Records to use →
========

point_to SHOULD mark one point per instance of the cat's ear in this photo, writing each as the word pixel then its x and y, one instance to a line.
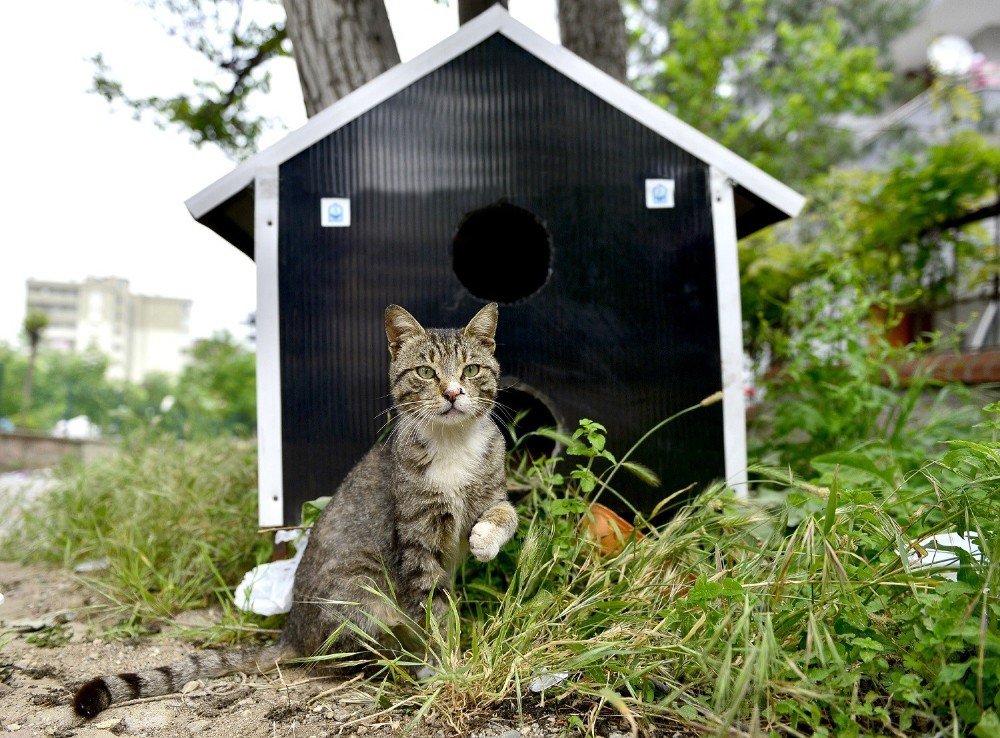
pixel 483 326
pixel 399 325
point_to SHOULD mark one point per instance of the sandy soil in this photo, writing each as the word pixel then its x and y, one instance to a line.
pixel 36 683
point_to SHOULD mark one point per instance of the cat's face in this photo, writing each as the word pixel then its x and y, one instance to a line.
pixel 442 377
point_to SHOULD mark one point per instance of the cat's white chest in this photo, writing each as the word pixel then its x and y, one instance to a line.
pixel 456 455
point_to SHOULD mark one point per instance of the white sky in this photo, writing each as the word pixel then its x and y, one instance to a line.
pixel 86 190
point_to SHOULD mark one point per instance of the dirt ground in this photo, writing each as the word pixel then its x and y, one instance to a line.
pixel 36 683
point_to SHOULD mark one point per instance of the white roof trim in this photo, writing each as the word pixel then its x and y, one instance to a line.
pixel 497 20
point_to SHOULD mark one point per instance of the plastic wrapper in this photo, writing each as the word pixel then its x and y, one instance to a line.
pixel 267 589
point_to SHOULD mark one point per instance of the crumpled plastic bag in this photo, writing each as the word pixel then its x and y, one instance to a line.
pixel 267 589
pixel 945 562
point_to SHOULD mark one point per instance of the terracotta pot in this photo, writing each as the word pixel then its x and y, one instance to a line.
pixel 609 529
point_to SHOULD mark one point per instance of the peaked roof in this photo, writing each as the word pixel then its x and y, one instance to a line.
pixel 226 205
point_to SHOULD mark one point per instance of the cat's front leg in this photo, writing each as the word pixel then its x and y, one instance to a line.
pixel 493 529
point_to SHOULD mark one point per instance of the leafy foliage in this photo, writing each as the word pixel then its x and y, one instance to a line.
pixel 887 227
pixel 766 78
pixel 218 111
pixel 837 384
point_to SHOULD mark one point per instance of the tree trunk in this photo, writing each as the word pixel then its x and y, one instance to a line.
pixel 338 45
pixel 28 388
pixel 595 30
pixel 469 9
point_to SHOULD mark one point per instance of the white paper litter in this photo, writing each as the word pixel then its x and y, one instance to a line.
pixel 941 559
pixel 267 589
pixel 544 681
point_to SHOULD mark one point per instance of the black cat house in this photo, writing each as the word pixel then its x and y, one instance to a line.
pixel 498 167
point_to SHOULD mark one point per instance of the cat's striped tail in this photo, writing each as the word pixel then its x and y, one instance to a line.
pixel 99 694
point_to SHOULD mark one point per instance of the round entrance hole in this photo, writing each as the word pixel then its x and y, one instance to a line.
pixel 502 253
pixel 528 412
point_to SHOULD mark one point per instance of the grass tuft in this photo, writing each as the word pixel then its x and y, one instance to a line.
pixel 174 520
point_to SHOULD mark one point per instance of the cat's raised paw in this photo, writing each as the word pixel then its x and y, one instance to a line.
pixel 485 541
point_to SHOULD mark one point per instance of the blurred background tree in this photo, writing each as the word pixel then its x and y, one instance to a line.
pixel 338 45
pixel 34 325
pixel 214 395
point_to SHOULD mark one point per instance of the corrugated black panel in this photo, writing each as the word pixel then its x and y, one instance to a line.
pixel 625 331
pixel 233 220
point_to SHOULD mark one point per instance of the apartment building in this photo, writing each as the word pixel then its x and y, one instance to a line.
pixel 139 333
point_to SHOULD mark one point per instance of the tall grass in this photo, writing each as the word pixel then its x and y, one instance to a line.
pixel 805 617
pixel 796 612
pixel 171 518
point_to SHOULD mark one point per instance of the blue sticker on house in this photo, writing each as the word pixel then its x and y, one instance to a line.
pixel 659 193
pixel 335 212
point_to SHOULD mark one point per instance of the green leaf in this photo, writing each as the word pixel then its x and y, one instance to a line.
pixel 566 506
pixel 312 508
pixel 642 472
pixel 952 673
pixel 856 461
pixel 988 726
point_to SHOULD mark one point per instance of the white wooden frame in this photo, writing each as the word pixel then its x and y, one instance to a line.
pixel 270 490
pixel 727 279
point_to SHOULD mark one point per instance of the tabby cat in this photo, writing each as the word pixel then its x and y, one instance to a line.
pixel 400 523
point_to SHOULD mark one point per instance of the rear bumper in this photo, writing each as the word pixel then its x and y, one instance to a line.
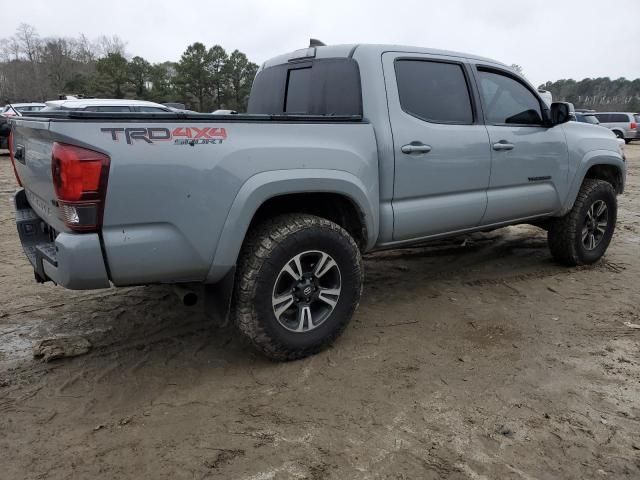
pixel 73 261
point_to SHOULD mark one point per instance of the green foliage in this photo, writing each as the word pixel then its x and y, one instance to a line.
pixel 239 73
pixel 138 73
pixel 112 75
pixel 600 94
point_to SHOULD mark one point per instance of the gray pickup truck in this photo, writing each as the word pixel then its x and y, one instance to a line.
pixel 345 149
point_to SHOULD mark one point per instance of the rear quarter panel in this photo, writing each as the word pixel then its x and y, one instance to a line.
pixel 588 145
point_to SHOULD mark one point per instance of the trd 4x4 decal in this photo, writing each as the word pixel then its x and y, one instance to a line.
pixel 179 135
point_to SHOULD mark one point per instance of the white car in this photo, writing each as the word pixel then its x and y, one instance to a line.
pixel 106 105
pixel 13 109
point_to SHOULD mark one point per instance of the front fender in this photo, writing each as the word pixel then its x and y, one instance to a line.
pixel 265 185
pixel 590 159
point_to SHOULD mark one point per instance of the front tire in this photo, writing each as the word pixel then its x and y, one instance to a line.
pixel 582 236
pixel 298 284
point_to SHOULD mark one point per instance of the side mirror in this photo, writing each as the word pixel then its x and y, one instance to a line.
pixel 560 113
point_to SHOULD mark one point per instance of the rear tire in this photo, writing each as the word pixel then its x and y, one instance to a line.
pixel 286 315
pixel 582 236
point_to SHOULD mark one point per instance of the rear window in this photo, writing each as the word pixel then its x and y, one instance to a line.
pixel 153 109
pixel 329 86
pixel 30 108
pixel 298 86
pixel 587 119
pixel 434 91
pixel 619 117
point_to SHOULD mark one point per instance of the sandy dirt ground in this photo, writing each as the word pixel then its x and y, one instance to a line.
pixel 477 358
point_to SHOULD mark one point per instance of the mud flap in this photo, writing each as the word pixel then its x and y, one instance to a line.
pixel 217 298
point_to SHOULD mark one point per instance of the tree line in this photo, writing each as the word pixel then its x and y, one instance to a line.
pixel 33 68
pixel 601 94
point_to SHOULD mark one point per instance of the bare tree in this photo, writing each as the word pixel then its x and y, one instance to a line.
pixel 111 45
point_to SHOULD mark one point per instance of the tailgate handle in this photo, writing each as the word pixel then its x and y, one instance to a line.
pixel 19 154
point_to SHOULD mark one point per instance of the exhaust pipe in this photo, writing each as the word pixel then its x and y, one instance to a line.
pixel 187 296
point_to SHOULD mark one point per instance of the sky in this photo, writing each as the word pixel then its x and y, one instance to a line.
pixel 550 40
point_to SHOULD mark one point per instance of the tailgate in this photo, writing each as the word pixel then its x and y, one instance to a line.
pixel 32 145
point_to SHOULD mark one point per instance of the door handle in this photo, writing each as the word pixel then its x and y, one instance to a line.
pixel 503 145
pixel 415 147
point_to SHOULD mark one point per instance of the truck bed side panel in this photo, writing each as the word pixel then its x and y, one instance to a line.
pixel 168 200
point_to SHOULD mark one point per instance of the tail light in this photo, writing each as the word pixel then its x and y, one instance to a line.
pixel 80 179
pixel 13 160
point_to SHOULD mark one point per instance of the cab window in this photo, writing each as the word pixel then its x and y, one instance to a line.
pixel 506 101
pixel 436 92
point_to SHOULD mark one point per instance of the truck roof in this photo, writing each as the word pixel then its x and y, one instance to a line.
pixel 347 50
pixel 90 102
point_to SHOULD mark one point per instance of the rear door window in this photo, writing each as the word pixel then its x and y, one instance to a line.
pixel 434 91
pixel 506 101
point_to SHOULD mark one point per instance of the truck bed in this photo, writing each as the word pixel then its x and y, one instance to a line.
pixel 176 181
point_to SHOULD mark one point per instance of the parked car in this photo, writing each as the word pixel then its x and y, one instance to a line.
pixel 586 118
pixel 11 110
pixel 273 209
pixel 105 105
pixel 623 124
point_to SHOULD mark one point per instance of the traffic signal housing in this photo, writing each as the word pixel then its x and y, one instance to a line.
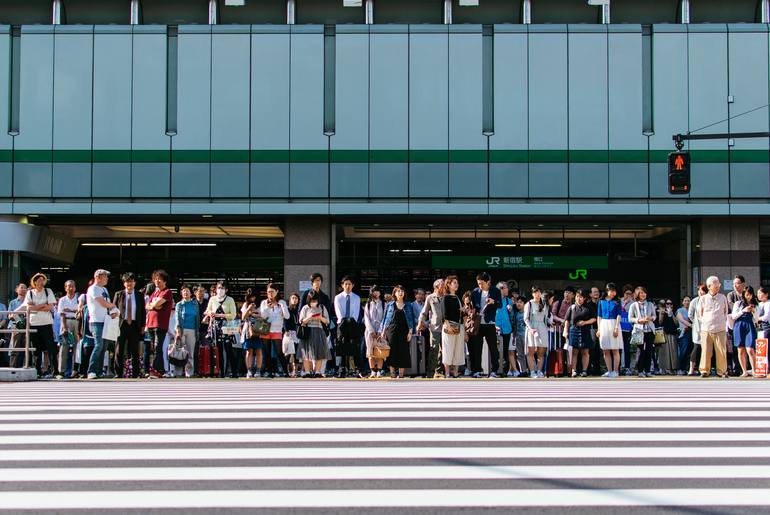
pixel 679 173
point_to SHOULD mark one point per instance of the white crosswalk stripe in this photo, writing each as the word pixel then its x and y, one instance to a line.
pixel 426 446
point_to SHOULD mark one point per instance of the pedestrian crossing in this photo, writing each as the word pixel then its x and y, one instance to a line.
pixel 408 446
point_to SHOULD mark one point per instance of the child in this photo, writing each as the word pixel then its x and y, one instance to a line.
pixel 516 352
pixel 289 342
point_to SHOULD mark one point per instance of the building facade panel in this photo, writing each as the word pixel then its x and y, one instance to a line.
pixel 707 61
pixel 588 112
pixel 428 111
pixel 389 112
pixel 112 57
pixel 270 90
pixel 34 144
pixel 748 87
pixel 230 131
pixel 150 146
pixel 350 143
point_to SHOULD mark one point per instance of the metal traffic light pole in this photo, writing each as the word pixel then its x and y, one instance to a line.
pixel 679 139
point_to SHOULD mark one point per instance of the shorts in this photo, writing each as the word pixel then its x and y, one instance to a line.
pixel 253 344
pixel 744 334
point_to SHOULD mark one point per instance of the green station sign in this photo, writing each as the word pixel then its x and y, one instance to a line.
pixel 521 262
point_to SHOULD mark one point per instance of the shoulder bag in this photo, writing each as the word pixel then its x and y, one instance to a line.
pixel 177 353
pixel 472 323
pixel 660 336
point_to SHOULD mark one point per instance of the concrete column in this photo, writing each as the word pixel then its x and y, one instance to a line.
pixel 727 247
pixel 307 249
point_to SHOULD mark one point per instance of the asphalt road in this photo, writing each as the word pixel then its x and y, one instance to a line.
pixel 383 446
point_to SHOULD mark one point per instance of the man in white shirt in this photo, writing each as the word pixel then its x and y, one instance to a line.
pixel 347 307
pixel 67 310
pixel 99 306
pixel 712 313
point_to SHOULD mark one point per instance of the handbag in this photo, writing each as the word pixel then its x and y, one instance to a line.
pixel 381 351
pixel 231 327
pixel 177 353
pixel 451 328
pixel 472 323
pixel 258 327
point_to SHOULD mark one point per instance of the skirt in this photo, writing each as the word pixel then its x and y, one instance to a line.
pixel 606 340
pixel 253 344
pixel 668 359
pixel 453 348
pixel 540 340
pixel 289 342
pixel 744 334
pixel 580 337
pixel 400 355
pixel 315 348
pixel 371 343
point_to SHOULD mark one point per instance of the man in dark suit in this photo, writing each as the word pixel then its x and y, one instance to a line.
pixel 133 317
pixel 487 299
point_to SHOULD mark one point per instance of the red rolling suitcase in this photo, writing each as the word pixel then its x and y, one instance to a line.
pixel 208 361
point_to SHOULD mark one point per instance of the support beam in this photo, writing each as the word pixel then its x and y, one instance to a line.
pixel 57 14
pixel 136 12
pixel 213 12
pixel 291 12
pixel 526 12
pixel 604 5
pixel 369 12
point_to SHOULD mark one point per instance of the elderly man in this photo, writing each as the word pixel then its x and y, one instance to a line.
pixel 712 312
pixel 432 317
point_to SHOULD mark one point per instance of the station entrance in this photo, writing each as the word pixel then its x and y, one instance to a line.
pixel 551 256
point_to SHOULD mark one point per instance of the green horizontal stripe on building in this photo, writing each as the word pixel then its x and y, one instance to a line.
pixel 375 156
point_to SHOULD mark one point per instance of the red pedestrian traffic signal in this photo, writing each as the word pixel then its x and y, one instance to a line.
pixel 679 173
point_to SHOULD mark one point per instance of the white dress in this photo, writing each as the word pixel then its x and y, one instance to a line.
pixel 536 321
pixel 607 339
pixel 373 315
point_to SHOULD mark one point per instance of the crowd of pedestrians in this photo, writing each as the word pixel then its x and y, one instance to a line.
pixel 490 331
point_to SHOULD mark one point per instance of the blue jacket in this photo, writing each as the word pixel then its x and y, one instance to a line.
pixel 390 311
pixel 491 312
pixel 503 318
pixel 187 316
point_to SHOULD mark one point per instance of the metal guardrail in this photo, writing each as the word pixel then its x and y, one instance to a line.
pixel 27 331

========

What you are asked to do → Nothing but the lines from the one containing "point_to SHOULD mark one point per instance of the support" through the end of the entries belongs in the answer; repeat them exactly.

Solution to this exercise →
point_to SHOULD mark one point per instance of the support beam in this photo, writing each as the word pixel then its x and y, one instance to a line.
pixel 57 14
pixel 136 12
pixel 213 12
pixel 291 12
pixel 526 12
pixel 604 5
pixel 369 12
point_to SHOULD mark one point per instance of the elderly man in this photo, writing each as the word pixel then its x and y, one instance to a line.
pixel 712 312
pixel 432 317
point_to SHOULD mark one point per instance of the station entrance in this photo, writing each as the word pixel then its x and y, one instance to a line.
pixel 551 256
point_to SHOULD mark one point per instance of the green horizontal stripe on building in this photo, writing each as the word pixel then its x and y, one instance to a line.
pixel 375 156
point_to SHOULD mark one point per instance of the red pedestrian traffic signal in this photo, writing each as the word pixel then its x and y, one instance to a line.
pixel 679 173
point_to SHOULD mark one point per instance of the white dress in this photo, writing each as the word pixel then its x and y, one instance to a line.
pixel 536 321
pixel 607 339
pixel 373 315
point_to SHOULD mark one point per instance of the crowd of pedestrians in this photo, writing each as the word pixel then its x and y, one instance to a line.
pixel 490 331
point_to SHOULD mark one point per instance of the blue jacket in this photo, writing each as the word pixel then its x and y, one instance to a line.
pixel 390 311
pixel 491 312
pixel 503 318
pixel 187 316
point_to SHOULD mark one point per instance of the metal guardrail in this photo, writing each as the word pixel then its x and y, one instance to a line.
pixel 27 331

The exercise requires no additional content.